<<<<

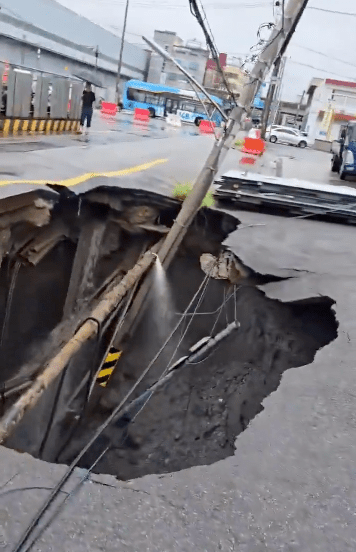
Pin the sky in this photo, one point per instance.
(324, 44)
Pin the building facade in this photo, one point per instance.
(45, 37)
(331, 103)
(191, 55)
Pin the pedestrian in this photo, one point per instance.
(88, 99)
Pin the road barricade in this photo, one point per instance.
(173, 120)
(141, 114)
(207, 127)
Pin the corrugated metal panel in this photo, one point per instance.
(41, 96)
(18, 94)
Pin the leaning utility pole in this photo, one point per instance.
(270, 97)
(118, 76)
(276, 47)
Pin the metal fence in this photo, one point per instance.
(27, 94)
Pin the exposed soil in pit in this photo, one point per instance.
(196, 418)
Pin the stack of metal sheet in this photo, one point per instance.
(291, 196)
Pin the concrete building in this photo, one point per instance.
(44, 36)
(331, 103)
(290, 114)
(192, 56)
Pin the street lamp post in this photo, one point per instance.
(118, 77)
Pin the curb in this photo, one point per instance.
(15, 127)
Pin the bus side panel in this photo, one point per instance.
(131, 105)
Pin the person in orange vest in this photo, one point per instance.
(88, 99)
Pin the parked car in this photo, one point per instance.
(291, 136)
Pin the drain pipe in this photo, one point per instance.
(88, 330)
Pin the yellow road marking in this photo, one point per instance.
(68, 182)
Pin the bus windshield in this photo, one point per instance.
(161, 100)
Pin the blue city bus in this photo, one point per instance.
(161, 100)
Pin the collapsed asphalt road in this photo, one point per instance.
(289, 484)
(196, 417)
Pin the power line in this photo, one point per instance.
(184, 6)
(323, 70)
(331, 11)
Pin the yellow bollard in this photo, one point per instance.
(15, 128)
(33, 126)
(25, 126)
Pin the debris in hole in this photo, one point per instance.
(81, 253)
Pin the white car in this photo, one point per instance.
(290, 136)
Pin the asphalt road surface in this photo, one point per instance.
(291, 485)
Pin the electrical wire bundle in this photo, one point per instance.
(203, 22)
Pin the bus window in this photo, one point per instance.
(152, 99)
(185, 106)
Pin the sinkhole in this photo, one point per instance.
(197, 416)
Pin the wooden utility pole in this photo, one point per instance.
(277, 45)
(270, 97)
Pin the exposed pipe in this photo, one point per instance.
(88, 330)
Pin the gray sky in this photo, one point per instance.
(234, 25)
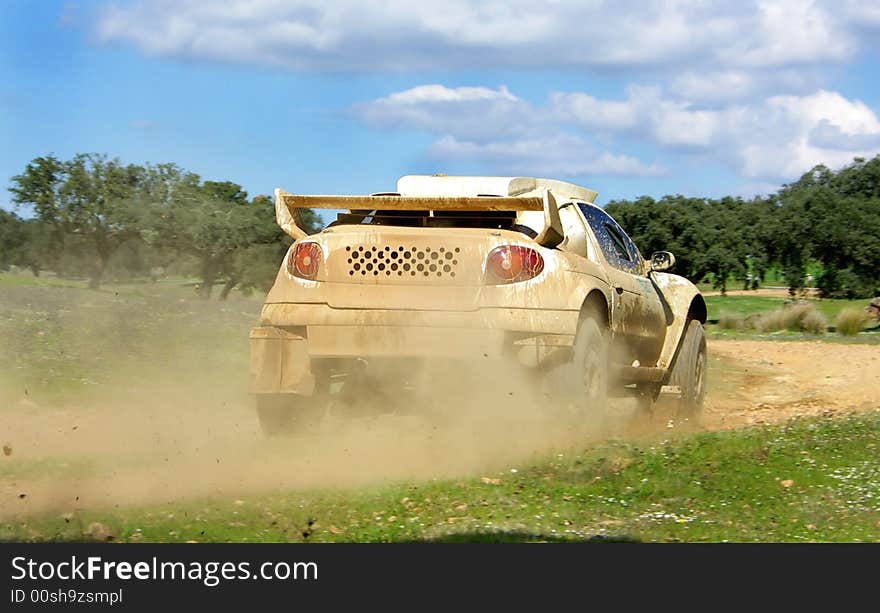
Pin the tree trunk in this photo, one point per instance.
(98, 272)
(209, 277)
(228, 287)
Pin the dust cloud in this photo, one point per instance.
(157, 442)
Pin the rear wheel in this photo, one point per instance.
(287, 413)
(689, 371)
(590, 373)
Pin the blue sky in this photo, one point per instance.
(628, 98)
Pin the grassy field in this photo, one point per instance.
(59, 339)
(749, 305)
(61, 344)
(808, 480)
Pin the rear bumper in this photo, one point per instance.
(293, 335)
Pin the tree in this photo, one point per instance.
(87, 200)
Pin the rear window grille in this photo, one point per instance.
(400, 260)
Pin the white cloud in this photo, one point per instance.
(465, 111)
(400, 35)
(775, 138)
(557, 156)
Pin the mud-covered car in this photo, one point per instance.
(516, 269)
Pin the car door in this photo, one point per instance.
(637, 313)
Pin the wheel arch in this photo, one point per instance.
(595, 305)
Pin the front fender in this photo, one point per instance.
(682, 300)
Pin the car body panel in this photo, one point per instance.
(401, 291)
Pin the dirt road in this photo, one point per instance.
(774, 381)
(167, 445)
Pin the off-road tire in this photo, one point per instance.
(590, 373)
(287, 413)
(689, 371)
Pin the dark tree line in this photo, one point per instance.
(92, 214)
(828, 221)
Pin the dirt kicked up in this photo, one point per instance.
(160, 445)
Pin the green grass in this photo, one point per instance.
(60, 340)
(64, 343)
(809, 480)
(743, 306)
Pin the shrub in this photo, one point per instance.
(851, 321)
(731, 321)
(814, 322)
(798, 317)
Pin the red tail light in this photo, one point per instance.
(305, 261)
(512, 263)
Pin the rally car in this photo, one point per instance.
(521, 269)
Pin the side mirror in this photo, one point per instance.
(662, 260)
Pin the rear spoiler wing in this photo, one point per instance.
(287, 207)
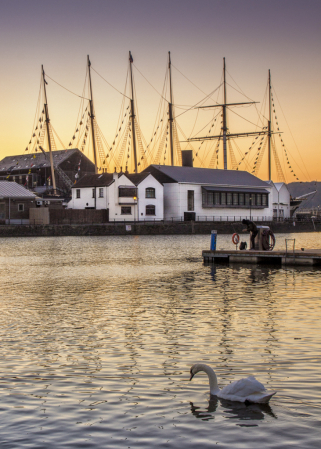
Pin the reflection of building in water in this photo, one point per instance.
(243, 305)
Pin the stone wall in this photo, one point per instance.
(166, 228)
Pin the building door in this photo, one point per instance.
(190, 200)
(2, 211)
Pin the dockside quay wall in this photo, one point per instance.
(148, 228)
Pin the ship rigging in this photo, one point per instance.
(129, 150)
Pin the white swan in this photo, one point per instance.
(243, 390)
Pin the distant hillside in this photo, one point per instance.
(298, 189)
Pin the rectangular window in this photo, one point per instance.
(150, 192)
(126, 210)
(235, 199)
(190, 200)
(210, 198)
(150, 210)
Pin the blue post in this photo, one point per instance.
(213, 240)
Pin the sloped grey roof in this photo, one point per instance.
(14, 190)
(205, 176)
(34, 160)
(94, 180)
(137, 178)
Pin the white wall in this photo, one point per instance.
(158, 201)
(175, 204)
(281, 200)
(111, 201)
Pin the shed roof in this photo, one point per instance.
(13, 190)
(137, 178)
(196, 175)
(95, 180)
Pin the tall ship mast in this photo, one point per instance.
(224, 130)
(92, 116)
(47, 121)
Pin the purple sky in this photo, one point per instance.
(254, 36)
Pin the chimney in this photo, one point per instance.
(187, 158)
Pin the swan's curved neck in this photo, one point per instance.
(211, 377)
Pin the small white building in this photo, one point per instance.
(192, 193)
(127, 197)
(280, 200)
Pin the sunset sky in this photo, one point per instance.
(254, 36)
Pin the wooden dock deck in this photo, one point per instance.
(283, 257)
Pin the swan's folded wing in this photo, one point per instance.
(243, 387)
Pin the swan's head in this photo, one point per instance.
(195, 369)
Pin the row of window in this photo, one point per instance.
(212, 199)
(150, 210)
(123, 192)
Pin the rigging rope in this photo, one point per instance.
(109, 83)
(65, 88)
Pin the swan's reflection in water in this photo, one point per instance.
(233, 410)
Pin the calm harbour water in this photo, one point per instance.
(98, 335)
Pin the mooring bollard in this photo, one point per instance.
(213, 240)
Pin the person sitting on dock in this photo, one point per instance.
(251, 227)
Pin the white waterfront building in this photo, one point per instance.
(192, 193)
(127, 197)
(280, 200)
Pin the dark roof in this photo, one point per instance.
(98, 180)
(13, 190)
(210, 176)
(137, 178)
(35, 160)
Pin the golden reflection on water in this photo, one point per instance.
(100, 333)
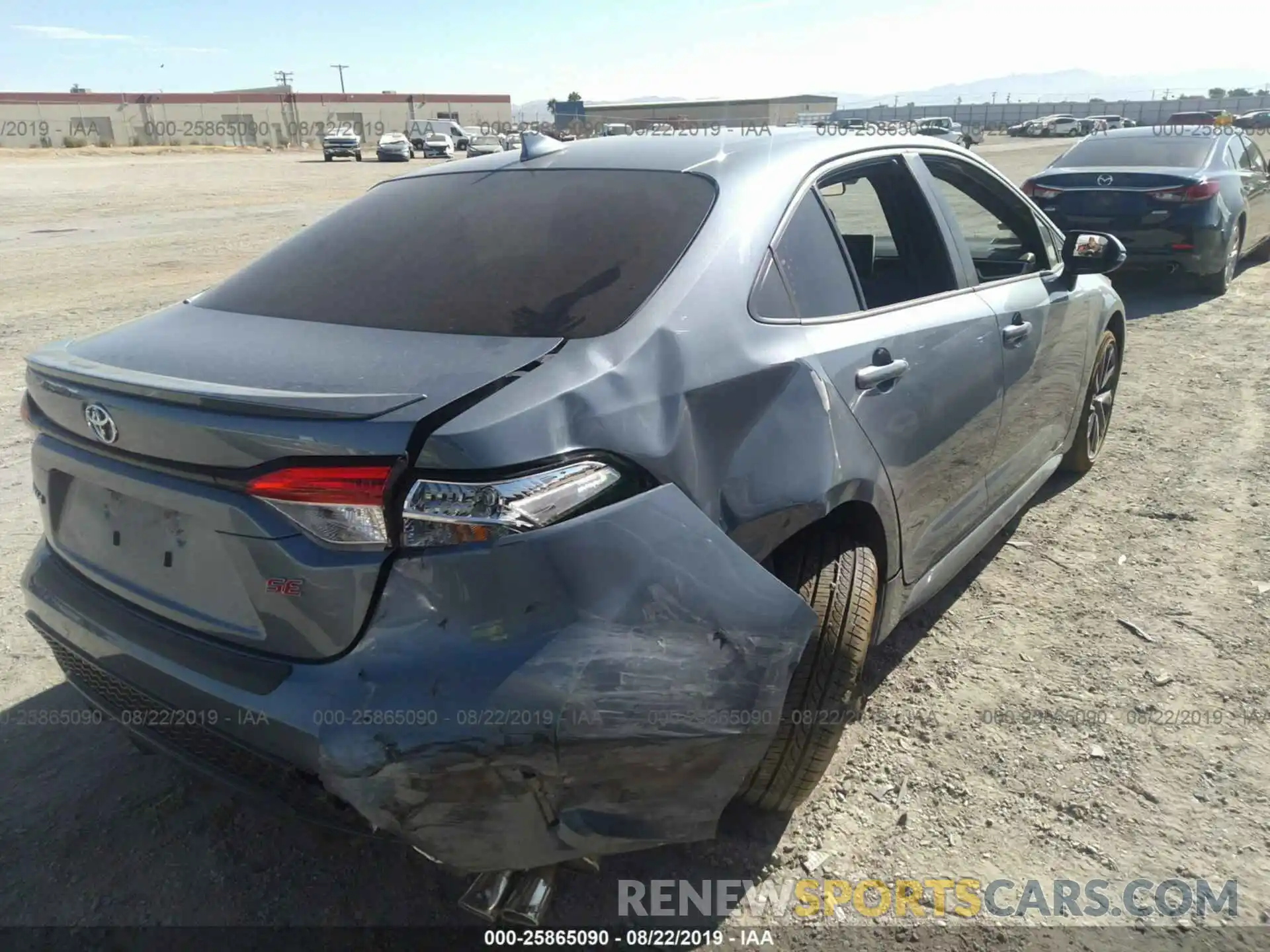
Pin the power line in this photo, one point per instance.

>>>>

ACTIVITY
Leaving the images behind, set down every entry word for word.

SOLVED PROBLEM
Pin the sky in this photo, one point per instance.
(324, 44)
Pin the building facade in this photo, one point per instance.
(45, 37)
(331, 103)
(191, 55)
Pin the pedestrian in this photo, one point per instance.
(88, 99)
Pin the road barricade in this photo, one point per instance.
(173, 120)
(141, 114)
(207, 127)
Pin the corrugated metal panel in this photo, one point per instance.
(41, 96)
(18, 94)
Pin the leaning utility pole in this photo, one point per instance.
(270, 97)
(118, 76)
(276, 47)
Pin the metal fence in this photo, one point per instance.
(27, 94)
Pin the exposed soil in pit in this photo, one point per instance.
(196, 418)
Pin the stack of metal sheet in this photo, one point per instance.
(291, 196)
Pin the concrete building in this photo, one point per instance.
(44, 36)
(331, 103)
(290, 114)
(192, 56)
Pin the street lamp post in this photo, one point per instance.
(118, 77)
Pin the curb in this photo, one point per instance.
(15, 127)
Pin the bus side panel in this photo, one point per instance.
(131, 105)
Pin the person in orange vest in this photo, one point per instance.
(88, 99)
Pin the parked car in this photo, one point per instance.
(291, 136)
Pin the drain pipe in this photo, one point per instance.
(88, 330)
Pin the yellow road marking in this photo, one point per instance.
(68, 182)
Pin the bus windshield in this photo, one point per instance.
(161, 100)
Pin the blue city bus in this photo, one point per instance.
(161, 100)
Pin the collapsed asphalt road in this photo, one point per instance.
(289, 484)
(196, 417)
Pin the power line in this photo, one point per instance.
(184, 6)
(323, 70)
(331, 11)
Pin the yellow bollard in this photo, one point per instance.
(15, 128)
(33, 126)
(25, 126)
Pin the debris in hole in this photo, one point per instance.
(81, 253)
Pin the white car in this photo, one point per instance.
(290, 136)
Pin the asphalt road surface in this photo, one point per instance.
(291, 485)
Pin the electrical wire bundle in this photo, one point per instance.
(203, 22)
Pin the bus window in this photo, one point per instance.
(152, 99)
(185, 106)
Pin the sinkhole in this photo, one point per instance.
(197, 416)
Pin the wooden utility pole in this photo, one point per instance.
(277, 45)
(270, 97)
Pin the exposed pipe in this photo, one point per instance.
(88, 330)
Pin the gray sky in this photo, one point per instance.
(234, 25)
Pin the tree trunk in this photo, one point per instance.
(98, 272)
(209, 277)
(228, 287)
Pin the dust cloud in this photo, one point per instance.
(157, 442)
Pin the rear wheel in this photo, one point per instance.
(287, 413)
(689, 371)
(590, 373)
Pin the blue sky in this photo, one point per instance.
(628, 98)
Pin the grassy field in this photo, one point per instance.
(59, 339)
(749, 305)
(61, 344)
(808, 480)
Pin the rear bumper in this photo, one point per instance.
(293, 335)
Pin the tree in this photo, one point per instance.
(87, 200)
Pin the rear window grille in this photo, one point per instance.
(400, 260)
Pin the white cloud in this photo, one point per instance.
(465, 111)
(400, 35)
(775, 138)
(557, 156)
Pin the mud-covered car in this photo, one point per instance.
(516, 269)
Pin the car door in this photo, one point per instance.
(637, 313)
Pin the wheel arch in this photo, one point per instance.
(595, 305)
Pin the front fender in this photo, one point per instance.
(682, 300)
Pin the car body panel in this photo, one point per instance.
(401, 291)
Pin the dirt road in this photo, one point per instance.
(774, 381)
(167, 445)
Pin the off-road tire in this photo, one point per instance.
(590, 373)
(287, 413)
(689, 371)
Pin the dark tree line in this photo, one point per instance.
(92, 214)
(828, 221)
Pin the dirt kicked up in this photo, one point per instance.
(160, 445)
Pin the green grass in this photo, one point per instance.
(60, 340)
(64, 343)
(809, 480)
(743, 306)
Pin the shrub in this photo, one point per instance.
(851, 321)
(731, 321)
(814, 322)
(798, 317)
Pin the red tail light in this photo, one point per instance.
(305, 261)
(512, 263)
Pin the rally car in this photo, one point per instance.
(521, 269)
Pin the side mirror in this photo, one point per instance.
(662, 260)
Pin the rear spoiler wing in this photo, one point per instance.
(287, 207)
Pin the reflection of building in water in this photo, one point per instance.
(243, 305)
Pin the stone wall in this photo, one point per instance.
(166, 228)
Pin the building door in this photo, one point per instance.
(190, 200)
(2, 211)
Pin the dockside quay wall in this photo, one point per instance.
(148, 228)
Pin the ship rigging in this photo, one point per instance.
(129, 150)
Pin the white swan in this photo, one point per instance.
(243, 390)
Pin the distant hillside in this photo, one point per instance.
(298, 189)
Pin the rectangular window in this photo, one point per instance.
(150, 192)
(126, 210)
(235, 199)
(190, 200)
(210, 198)
(150, 210)
Pin the blue post in this photo, one point per instance.
(213, 240)
Pin the sloped grey roof in this photo, one point per instance.
(14, 190)
(205, 176)
(34, 160)
(94, 180)
(137, 178)
Pin the white wall in this photo, one point per instance.
(158, 201)
(175, 204)
(281, 200)
(111, 201)
Pin the shed roof in this photo, one point per instance.
(13, 190)
(137, 178)
(196, 175)
(95, 180)
Pin the tall ship mast in this photo, one point per instance.
(224, 130)
(92, 116)
(47, 121)
Pin the purple sky in this photo, one point per instance.
(254, 36)
Pin the chimney in this photo, one point per instance.
(187, 158)
Pin the swan's curved neck in this photo, one point per instance.
(211, 377)
Pin the small white building in this photo, one point per instance.
(192, 193)
(127, 197)
(280, 200)
Pin the sunset sky in this photo, one point per instance.
(254, 36)
Pin the wooden dock deck in this photo, one point per instance.
(283, 257)
Pin the swan's folded wing in this photo, one point per instance.
(243, 387)
Pin the swan's head in this photo, one point per instance.
(195, 369)
Pin the row of window in this photo, one point per instance.
(212, 199)
(150, 210)
(123, 192)
Pin the rigging rope in this photo, one point per instance.
(109, 83)
(65, 88)
Pin the swan's reflection in water in this photo, one point per instance.
(233, 410)
Pin the calm harbour water in this photo, one point per instance.
(98, 335)
Pin the mooring bollard in this photo, one point per instance.
(213, 240)
Pin the person sitting on dock in this photo, one point per instance.
(251, 227)
Pin the white waterfront building in this photo, one point per instance.
(192, 193)
(127, 197)
(280, 200)
Pin the dark roof in this photo, one point per instance.
(98, 180)
(13, 190)
(210, 176)
(137, 178)
(35, 160)
Pin the golden reflection on water in this photo, one point per instance.
(100, 333)
Pin the power line in this photo, one point per instance.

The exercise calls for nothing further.